Problem requirements:
Pictures do not belong in the copy; quote every entry below exactly.
####
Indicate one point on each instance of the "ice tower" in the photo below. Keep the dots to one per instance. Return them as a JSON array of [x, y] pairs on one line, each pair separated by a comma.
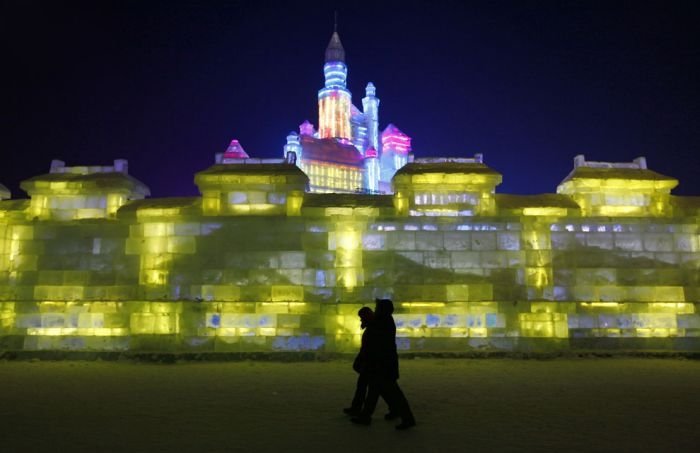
[[346, 154]]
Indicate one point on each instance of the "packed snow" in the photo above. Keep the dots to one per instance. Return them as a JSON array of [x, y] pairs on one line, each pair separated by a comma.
[[620, 404]]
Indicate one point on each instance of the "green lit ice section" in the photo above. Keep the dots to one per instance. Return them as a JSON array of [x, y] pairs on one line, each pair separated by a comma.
[[611, 261]]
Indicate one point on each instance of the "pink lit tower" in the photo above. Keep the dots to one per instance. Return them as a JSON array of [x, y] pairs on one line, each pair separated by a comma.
[[346, 154]]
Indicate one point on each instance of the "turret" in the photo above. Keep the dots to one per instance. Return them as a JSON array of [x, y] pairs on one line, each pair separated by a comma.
[[293, 146], [334, 100], [371, 175], [307, 128], [396, 147], [370, 105]]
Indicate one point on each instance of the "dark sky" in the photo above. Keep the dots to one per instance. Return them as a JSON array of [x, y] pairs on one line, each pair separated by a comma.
[[529, 84]]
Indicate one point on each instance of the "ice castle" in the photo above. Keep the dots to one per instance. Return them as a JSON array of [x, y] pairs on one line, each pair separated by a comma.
[[347, 153], [279, 254]]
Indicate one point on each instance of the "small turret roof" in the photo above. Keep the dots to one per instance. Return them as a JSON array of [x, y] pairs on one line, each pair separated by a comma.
[[335, 51]]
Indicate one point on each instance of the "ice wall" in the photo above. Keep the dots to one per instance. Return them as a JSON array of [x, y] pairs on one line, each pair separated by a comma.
[[257, 264]]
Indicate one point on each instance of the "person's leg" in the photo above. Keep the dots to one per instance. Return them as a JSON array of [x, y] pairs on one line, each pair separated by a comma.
[[373, 391], [399, 404], [360, 394]]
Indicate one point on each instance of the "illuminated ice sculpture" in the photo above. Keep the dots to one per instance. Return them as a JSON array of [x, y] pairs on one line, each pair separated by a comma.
[[259, 263], [346, 154]]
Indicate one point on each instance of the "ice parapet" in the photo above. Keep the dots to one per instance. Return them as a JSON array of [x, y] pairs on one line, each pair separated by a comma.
[[259, 264]]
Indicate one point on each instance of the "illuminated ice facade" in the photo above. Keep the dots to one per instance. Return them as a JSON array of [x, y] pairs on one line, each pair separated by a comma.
[[347, 154], [257, 263]]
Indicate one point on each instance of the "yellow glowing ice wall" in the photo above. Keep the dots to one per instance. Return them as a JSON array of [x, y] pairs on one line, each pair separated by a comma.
[[618, 189], [446, 187], [252, 187], [517, 273], [82, 192]]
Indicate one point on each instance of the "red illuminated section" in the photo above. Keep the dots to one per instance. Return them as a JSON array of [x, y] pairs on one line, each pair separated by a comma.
[[235, 151], [394, 139]]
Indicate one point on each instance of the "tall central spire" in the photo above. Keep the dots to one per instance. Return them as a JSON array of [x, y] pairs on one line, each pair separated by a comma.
[[335, 51]]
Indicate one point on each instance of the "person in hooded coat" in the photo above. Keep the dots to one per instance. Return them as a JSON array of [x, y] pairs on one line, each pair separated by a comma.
[[382, 369], [360, 365]]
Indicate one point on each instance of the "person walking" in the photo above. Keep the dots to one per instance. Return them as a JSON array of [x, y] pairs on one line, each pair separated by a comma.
[[382, 369], [360, 365]]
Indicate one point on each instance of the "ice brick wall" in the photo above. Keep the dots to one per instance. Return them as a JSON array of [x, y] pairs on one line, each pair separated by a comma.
[[169, 275]]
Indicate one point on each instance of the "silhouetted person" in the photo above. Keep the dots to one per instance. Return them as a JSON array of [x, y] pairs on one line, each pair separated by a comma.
[[382, 368], [360, 364]]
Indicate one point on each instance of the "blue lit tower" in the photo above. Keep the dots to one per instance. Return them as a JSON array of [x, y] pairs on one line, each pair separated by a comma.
[[334, 99], [347, 154], [293, 145], [370, 107]]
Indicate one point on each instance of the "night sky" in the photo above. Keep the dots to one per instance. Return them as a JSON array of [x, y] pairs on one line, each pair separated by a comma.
[[529, 84]]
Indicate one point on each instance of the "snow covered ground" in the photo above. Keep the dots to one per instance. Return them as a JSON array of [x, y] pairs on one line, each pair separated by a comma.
[[460, 405]]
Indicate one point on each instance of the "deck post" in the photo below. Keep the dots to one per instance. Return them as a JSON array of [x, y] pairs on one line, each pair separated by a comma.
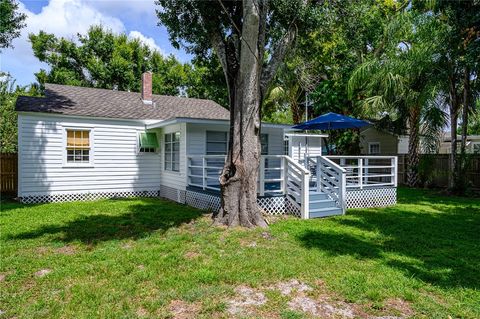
[[204, 179], [283, 174], [360, 172], [343, 194], [261, 176], [305, 202], [395, 170], [319, 173]]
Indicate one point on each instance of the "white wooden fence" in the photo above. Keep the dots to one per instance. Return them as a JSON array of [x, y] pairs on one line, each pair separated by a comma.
[[342, 178]]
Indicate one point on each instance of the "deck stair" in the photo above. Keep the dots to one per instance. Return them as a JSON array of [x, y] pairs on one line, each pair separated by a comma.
[[322, 206]]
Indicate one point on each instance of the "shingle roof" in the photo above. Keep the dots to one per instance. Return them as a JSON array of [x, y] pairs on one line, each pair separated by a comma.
[[74, 100]]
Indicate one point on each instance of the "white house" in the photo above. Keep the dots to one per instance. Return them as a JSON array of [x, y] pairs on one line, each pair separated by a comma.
[[81, 143]]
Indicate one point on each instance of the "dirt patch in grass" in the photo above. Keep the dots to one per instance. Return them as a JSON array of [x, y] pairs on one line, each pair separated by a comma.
[[183, 310], [128, 245], [66, 250], [192, 255], [43, 272], [399, 307], [245, 301], [286, 288], [42, 250], [142, 312]]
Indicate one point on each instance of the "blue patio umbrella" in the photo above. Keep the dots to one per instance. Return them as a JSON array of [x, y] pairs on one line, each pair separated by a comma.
[[332, 121]]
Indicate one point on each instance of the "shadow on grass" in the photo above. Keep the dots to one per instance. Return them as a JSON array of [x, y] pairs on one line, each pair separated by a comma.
[[138, 221], [436, 239]]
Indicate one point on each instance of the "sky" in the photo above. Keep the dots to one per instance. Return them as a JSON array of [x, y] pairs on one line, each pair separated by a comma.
[[67, 18]]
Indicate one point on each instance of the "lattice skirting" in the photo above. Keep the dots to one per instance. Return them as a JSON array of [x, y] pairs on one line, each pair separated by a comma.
[[373, 197], [174, 194], [277, 205], [55, 198], [202, 201]]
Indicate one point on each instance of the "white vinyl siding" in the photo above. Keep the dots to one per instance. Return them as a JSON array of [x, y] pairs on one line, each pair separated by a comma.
[[117, 165], [374, 148], [172, 151], [217, 143]]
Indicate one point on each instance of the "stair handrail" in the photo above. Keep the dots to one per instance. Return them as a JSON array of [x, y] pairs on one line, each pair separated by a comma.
[[335, 188]]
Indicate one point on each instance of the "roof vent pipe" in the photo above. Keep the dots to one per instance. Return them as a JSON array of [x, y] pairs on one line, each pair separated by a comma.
[[147, 88]]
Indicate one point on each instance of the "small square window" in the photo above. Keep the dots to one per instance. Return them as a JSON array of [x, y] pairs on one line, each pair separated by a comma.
[[373, 148], [78, 146]]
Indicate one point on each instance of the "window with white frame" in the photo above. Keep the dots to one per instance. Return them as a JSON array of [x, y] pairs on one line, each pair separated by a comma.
[[172, 151], [217, 143], [476, 148], [78, 148], [264, 144], [374, 148]]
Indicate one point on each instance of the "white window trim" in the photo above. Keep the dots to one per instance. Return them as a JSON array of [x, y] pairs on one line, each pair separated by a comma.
[[473, 147], [157, 149], [91, 153], [179, 153], [206, 140], [373, 143]]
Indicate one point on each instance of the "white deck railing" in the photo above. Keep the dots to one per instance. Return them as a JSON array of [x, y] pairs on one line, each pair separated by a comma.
####
Solution to the problem:
Indicate one point on each instance of the "ice tower" in the photo below. Keep the dots to one per instance. Return them as a JSON array of [x, y] pairs on one line, each pair separated by a comma.
[[346, 154]]
Indicate one point on each instance of the "packed snow" in the photo above. Keep the dots to one per instance. Return them as a JSON array of [x, y] pairs on one line, each pair separated by a comma.
[[620, 404]]
Indicate one point on each instance of the "green lit ice section" in the photo above. Keep the dots to one per instance. Return them as a JSON array of [x, y] pairs on one line, each pair separated by a comma.
[[611, 261]]
Indicate one point on each instance of the "pink lit tower" in the photo above. Keep the dots to one per instance. Return them as a JSON array of [x, y] pairs on one line, each pair separated by a comma.
[[346, 154]]
Indicate one point on each instance of the "turret" in the photo above. Keep the dots to one per instance. Return them as a JSON array of [x, y] pairs on one line, each pair separated by a comma.
[[293, 146], [334, 100], [371, 175], [307, 128], [396, 147], [370, 105]]
Indicate one point on each instance of the "dark sky" in the photo above. Keep the dots to one per instance. Return them as a JSON array of [x, y] pairs on one line, each pair separated by a comma.
[[529, 84]]
Indicate one point on each instance of the "ice castle" in the photo above. Keep the dots to one per instance. Return them as a JSON array of [x, y] pairs on one line, each pair separated by a comma.
[[347, 153], [279, 254]]
Indicate one point on each instance of the "small turret roof" in the photo above. Keep the dots to one per instance. Return them as a JSON array of [x, y] pairs on one line, each pair separated by a comma.
[[335, 51]]
Indicate one point on each instance of the "ice wall" in the photo above. Keep the dots to one per instance. Return them as a JSON array of [x, y] pairs on one line, each pair separated by a comma.
[[257, 264]]
Indicate one point on each instance of the "person's leg" in the photo above. Keep the dots to one per instance. Return them as a JSON array of [x, y] pairs on one line, each pair separated by a comma.
[[373, 391], [399, 404], [360, 394]]
Indicate one point on each instance of the "illuminated ice sculpture" in the photo above. Keep the dots to one per instance. Return them as a JSON array of [x, y] pairs on one line, each pair separated by a comma.
[[259, 263], [346, 154]]
Indicate one point on each instance of the "ice parapet" in the photo above. Keep the dots to one per instance. Return them as a JSON array of [x, y] pairs on one line, each pair separated by a comma.
[[259, 264]]
Indicate one point on each instance of the "illuminated ice facade" in the photo above. Keep the dots to one per instance. Return them as a JSON array of [x, y] pairs on one line, each pair separated by a comma.
[[347, 154], [257, 263]]
Indicate one point on each instance of the "yellow glowing ice wall" in the photo above. Keep the dots to one per instance. Return them as a JSON array of [x, y] pairs on one line, each pair separated by a comma.
[[618, 189], [446, 187], [252, 187], [517, 273], [82, 192]]
Indicate one point on each instance of the "red illuminated section" in the photo above. Keep the dots to one per instance. Return them as a JSON array of [x, y] pairs on one line, each pair separated by a comma.
[[235, 151], [394, 139]]
Indicate one point on each instance of the "tall central spire" in the photo above. Keep the dots to one per instance. Return them as a JSON array of [x, y] pairs on one line, each pair separated by a comma.
[[335, 51]]
Indicate one point on each instance of the "person in hooded coat" in the photo above. Keep the dots to one per instance. Return them as a JSON array of [x, y] pairs on one line, each pair separated by a comma.
[[382, 369], [360, 365]]
Indicate one point on each instance of the "person walking" in the photo above. Keep the dots to one per instance. Return them as a JSON array of [x, y] pairs on one line, each pair separated by a comma.
[[382, 369], [360, 365]]
Indicate one point on each instance of the "ice brick wall" in the photo above. Keep the dots to one per instance. Return them as a JSON array of [x, y] pairs on one line, each pair separated by a comma.
[[169, 275]]
Indicate one point on each instance of the "silhouetted person" in the photo above. Keep the dots to one per instance. Return them as a JSON array of [x, y] pairs on one line, each pair separated by a comma.
[[382, 368], [360, 364]]
Indicate one point on each instance of the "blue lit tower" in the photo above. Keep the dots to one per instance. Return them as a JSON array of [x, y] pairs on one line, each pair separated by a comma.
[[334, 99], [347, 154], [293, 145], [370, 107]]
Indicate one point on each instance of the "night sky" in the photo above. Keep the dots to one per instance. Return them as a JSON array of [x, y] pairs on one line, each pair separated by a comma.
[[529, 84]]
Indicate one point on each instance of the "snow covered ground" in the photo above. Keep the dots to one per instance. Return them as a JSON array of [x, y] pairs on one line, each pair separated by a comma.
[[460, 405]]
Indicate one point on each instance of the "deck post" in the photo below. Keep the dots to one per instance. Return them as a JSON array of [x, y] pairs on one line, each pair separated by a comma.
[[204, 179], [283, 174], [360, 172], [343, 194], [261, 176], [305, 202], [395, 170], [319, 173]]
Indicate one point on each instance of the "white wooden fence" in the photo above. Keep the dots to one per instance. Return them as a JSON array of [x, y] pairs on one line, each pair separated by a comma.
[[342, 178]]
Indicate one point on each instance of the "deck stair" in the photo above. Keep the dots to one per instance. Return them as a JSON array of [x, y] pairs on one line, each pair separated by a comma.
[[322, 206]]
Indicate one point on each instance of the "shingle roof" in the photo above. Keep the dots to one per instance. Return them as a JSON array of [x, y] pairs on one line, each pair separated by a comma.
[[74, 100]]
Indicate one point on each instance of the "white house" in the photo above. Keep the dots to one per instance. Return them as a JSON array of [x, y] pairs on one line, each pair separated by a comma.
[[81, 143]]
Indicate one point on each instance of the "dirt patch in grass" in the photo above. Keep the dots to one per instance. Return them as a JSON array of [x, y] pairs on one line, each pair separated by a comma.
[[183, 310], [128, 245], [66, 250], [192, 255], [43, 272], [399, 307], [245, 301], [286, 288], [42, 250], [142, 312]]
Indicate one point on each instance of the "blue patio umbrella" in the photo above. Keep the dots to one per instance. Return them as a JSON array of [x, y] pairs on one line, each pair separated by a comma.
[[332, 121]]
Indicate one point on each instance of the "shadow on grass" in the photo above. Keep the dots to one per instance. Return them as a JSON array of [x, y] pairs on one line, each pair separated by a comma.
[[138, 221], [436, 239]]
Indicate one point on each instance of the "sky" in the photo above. Keep the dots to one per instance. Return them as a JSON array of [x, y] pairs on one line, each pair separated by a comma.
[[67, 18]]
Indicate one point on each instance of the "lattice skirting" in the photo above. Keep the dots to one per instance. Return them as a JSON array of [x, y] pairs on one line, each pair separated by a comma.
[[373, 197], [174, 194], [277, 205], [55, 198], [202, 201]]
Indicate one point on each instance of the "white vinyl siding" in the photo above. Keep the dots to one per instance. Return them as a JSON array of [x, y] pairs on one line, each pair separated by a comma.
[[117, 165], [374, 148], [172, 151], [217, 143]]
Indicate one point on each instance of the "stair handrail" in the photo above. Keep the dots to one per instance. Return them as a JSON array of [x, y] pairs on one line, each pair separated by a comma.
[[335, 188]]
Indicate one point on each instance of the "roof vent pipe" in the photo above. Keep the dots to one per instance. Return them as a JSON array of [x, y] pairs on one line, each pair separated by a comma.
[[147, 88]]
Indicate one point on each instance of the "small square window" in the photo above. Keep the dots to one per instance. Return them as a JSON array of [x, y] pairs on one line, each pair separated by a comma.
[[373, 148], [78, 146]]
Indicate one point on each instance of the "window with white frame" in the photo above. Keep the dots to one per instance. Return them as a JSON array of [x, y] pairs on one line, each pair separated by a comma.
[[172, 151], [217, 143], [476, 148], [78, 148], [264, 144], [374, 148]]
Indicate one point on each instance of the "white window trim" in the photo above. Keep the dots to one per instance. Return them as a JSON array of [x, y] pairs on one line, each pair separated by a comma.
[[473, 147], [157, 149], [91, 153], [179, 153], [206, 140], [373, 143]]
Indicate one point on each instance of the "white deck railing" in the photo above. Keep the dots to one per instance. Return them as a JSON array of [x, y] pairs on one line, each pair separated by a comma.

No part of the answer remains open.